EXCERPTED TEXT
# # # # # # #
Beaver dams are helping prevent harmful levels of nitrogen from reaching vulnerable estuaries in the Northeastern U.S., a new study revealed. Researchers from the University of Rhode Island discovered that ponds created from beaver dams slow the movement of water, which subsequently causes nitrogen build up. Along with organic matter build up this creates ideal conditions for scientists to adequately remove nitrogen, according to a news release.

With the increased use of agricultural fertilizers and urbanization, higher levels of nitrogen are seeping into local waters. Eventually, these toxic chemicals travel to estuaries where rivers meet the sea. Here, they stimulate the formation of algal blooms, which then – through processes of decomposition – remove necessary oxygen from the water. This is what scientists refer to as a "dead zone." Ultimately, this has led to increased fish mortality.
# # # # # # #
DATA SHOWN

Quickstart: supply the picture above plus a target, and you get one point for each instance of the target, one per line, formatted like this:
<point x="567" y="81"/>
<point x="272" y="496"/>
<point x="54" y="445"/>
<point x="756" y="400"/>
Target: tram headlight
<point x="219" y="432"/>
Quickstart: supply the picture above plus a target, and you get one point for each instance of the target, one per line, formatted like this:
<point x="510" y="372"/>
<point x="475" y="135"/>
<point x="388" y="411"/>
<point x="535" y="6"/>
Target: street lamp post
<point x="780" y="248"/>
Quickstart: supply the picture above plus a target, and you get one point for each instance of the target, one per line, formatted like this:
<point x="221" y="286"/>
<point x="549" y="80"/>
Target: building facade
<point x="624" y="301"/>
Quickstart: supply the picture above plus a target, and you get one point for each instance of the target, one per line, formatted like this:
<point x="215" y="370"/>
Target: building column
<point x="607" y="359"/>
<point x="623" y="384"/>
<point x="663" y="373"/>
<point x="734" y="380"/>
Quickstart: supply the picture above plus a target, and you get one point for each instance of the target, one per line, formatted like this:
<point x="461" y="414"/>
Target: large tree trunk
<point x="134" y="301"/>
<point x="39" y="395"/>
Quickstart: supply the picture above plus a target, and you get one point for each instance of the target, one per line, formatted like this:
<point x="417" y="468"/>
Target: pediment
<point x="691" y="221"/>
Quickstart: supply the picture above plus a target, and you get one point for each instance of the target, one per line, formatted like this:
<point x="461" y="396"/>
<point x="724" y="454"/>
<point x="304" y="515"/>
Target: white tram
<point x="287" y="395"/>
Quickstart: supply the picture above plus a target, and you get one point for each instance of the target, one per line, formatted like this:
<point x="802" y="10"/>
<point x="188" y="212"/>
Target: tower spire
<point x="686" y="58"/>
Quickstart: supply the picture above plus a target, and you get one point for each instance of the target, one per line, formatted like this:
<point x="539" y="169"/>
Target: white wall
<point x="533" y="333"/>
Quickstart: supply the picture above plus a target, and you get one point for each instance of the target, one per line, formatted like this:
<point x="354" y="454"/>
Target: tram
# # # # # # #
PROBLEMS TO SOLVE
#1 List every kind of body of water named in the text on beaver dams and nitrogen.
#2 Return the part of the text on beaver dams and nitrogen between "With the increased" and "increased fish mortality.", inclusive.

WRITTEN RESPONSES
#1 estuaries, ponds, local waters, rivers, the sea

#2
With the increased use of agricultural fertilizers and urbanization, higher levels of nitrogen are seeping into local waters. Eventually, these toxic chemicals travel to estuaries where rivers meet the sea. Here, they stimulate the formation of algal blooms, which then – through processes of decomposition – remove necessary oxygen from the water. This is what scientists refer to as a "dead zone." Ultimately, this has led to increased fish mortality.